● **Set of tasks**
**a)** Reproduce, word for word, the part of the essay on appropriation in dance that opens with the words containing "Appropriation is not" and closes with "the artist involved.".
**b)** Pick up the essay on appropriation in dance after its final sentence and keep writing it.

● **Excerpt to read**
%%

PARIS -- My allergy to appropriation reached a boiling point last night when all it took was a program note by a non-American artist laying claim to represent the American form of hip-hop to send me scurrying from the theater. In this case it's me who's not going to name the artist because hey, he's just doing his thing and my problem with it is probably over-informed by elements outside the performance. (Read on!) But the allergy probably began at an authentic all-night Moroccan gnaoua music and dance session last month, and subsequent frustration that the presenter for that event is unable to come up with the name of the singular dancer who performed for six hours practically non-stop, unless you count when she collapsed in tears three hours into the performance.

Appropriation is not a new thing in dance. In modern, it goes back at least to the Orientalism of Ruth St. Denis. Later in the twentieth century, it found a proponent in the Eastern-tinged dances of Hadassah. I never saw either, but a Donald McKayle tribute to the latter at which he danced, in a sari, to bhangra music did not provoke me into hives; maybe it's because of the integrity of the artist involved.

Jiri Kylian's 1980 "Stamping Ground," seen last week in the courtyard of the Palais Royal, presented by the Paris Quartier D'Ete festival, left me more ambivalent on the appropriation question. Here the program notes are somewhat cagey. After it's explained that Kylian voyaged to Australia to 'study' the 'extraordinary technique' of the Aborigines, the choreographer is quoted to the effect that in "Stamping Ground" it is not a question of trying to reproduce the original form. The Aborigines consider their dance a possession -- in the dual sense of the word, he says -- and it would be a sacrilige to appropriate it. Instead, he insists, he's created a new vocabulary that parallels some of the concepts of the dance of the Aborigines.

%%

● **Stored data**
%%

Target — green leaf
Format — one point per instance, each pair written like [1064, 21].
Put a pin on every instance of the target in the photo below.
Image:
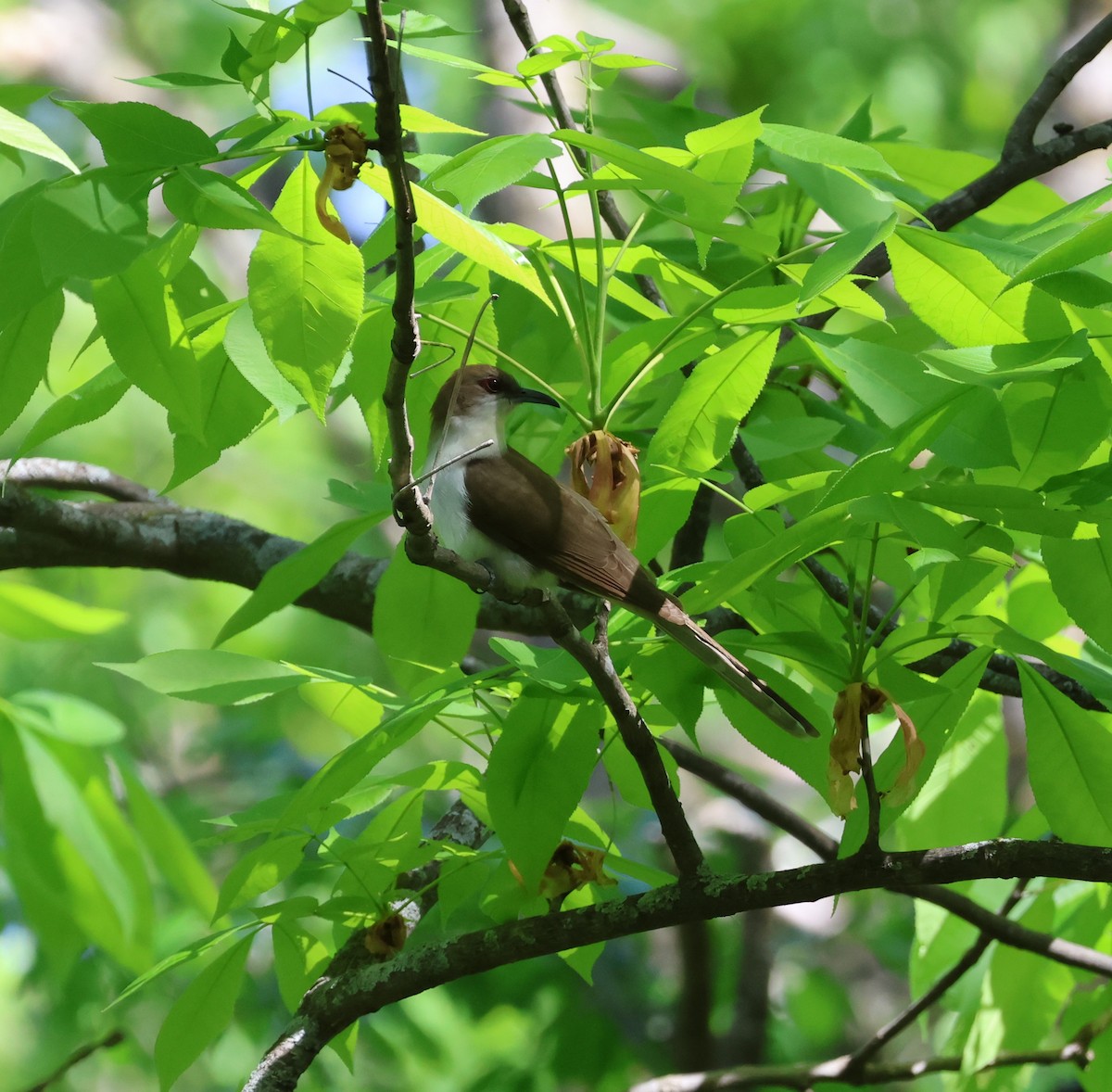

%%

● **Final results**
**a)**
Appropriation is not a new thing in dance. In modern, it goes back at least to the Orientalism of Ruth St. Denis. Later in the twentieth century, it found a proponent in the Eastern-tinged dances of Hadassah. I never saw either, but a Donald McKayle tribute to the latter at which he danced, in a sari, to bhangra music did not provoke me into hives; maybe it's because of the integrity of the artist involved.

**b)**
Being even less familiar with the original than Kylian, it was hard for me to detect if the dance that followed was an appropriation. The vocabulary seemed to distribute the bodily instigator -- where movement was initiated, where the weight placed, and even which limb or joint propelled the movement. Arms were central, particularly on a lanky, eel-jointed male dancer (no press person was around to provide more specific performer IDs) who displayed an uncanny 'Dying Swan'-like wiggle in arms that seemed too long. Play fight motifs recurred, often played out in pas de trois. Heads were butted and reacted, as in fission. Often-times performers walked with bended knees. The first half or so of the twenty-minute dance was in silence, with the six performers one-by-one introducing themselves in solos that established the vocabulary. Carlos Chavez's music was percussive, but otherwise not particularly Aboriginal. Movement, particularly in isolations, was right on it. The Lyon Opera Ballet dancers were Amandine Francois, Marketa Plzakova, Julie Tardy, Miguel De Jong, Misha Kostrzewski, and Adriane van Winkelhof.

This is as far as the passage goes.